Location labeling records
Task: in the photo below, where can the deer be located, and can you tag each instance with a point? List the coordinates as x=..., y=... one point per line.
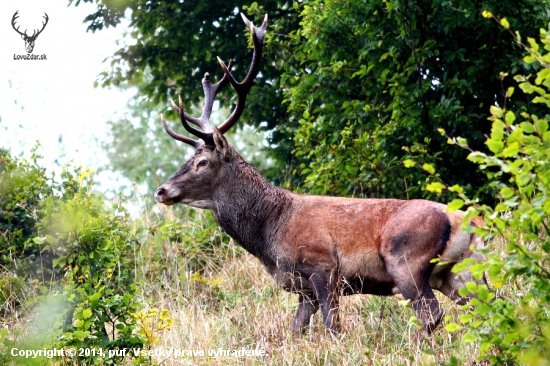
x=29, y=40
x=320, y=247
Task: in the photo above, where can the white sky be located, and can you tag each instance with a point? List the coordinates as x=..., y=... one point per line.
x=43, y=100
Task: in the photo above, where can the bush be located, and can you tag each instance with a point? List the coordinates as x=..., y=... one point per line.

==

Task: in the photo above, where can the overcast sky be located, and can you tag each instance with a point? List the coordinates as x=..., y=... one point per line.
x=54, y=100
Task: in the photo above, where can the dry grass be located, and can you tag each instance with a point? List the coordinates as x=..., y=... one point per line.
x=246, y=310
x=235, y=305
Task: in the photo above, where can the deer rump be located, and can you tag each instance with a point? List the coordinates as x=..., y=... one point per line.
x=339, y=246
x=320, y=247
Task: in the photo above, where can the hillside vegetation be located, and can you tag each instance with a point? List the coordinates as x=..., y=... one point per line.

Exercise details => Copy the lines of the records above without any change, from the line containing "Task: in the photo above, where can the white" up to and including the line containing "Task: in the photo above, where can the bush".

Exercise output =>
Task: in the photo above, where can the white sky be located, and can you tag each instance with a point? List the coordinates as x=..., y=... one point per line.
x=43, y=100
Task: in the photo above, where can the bush be located, and can you tag each instance with a point? List the coordinates as x=..., y=... one point per line.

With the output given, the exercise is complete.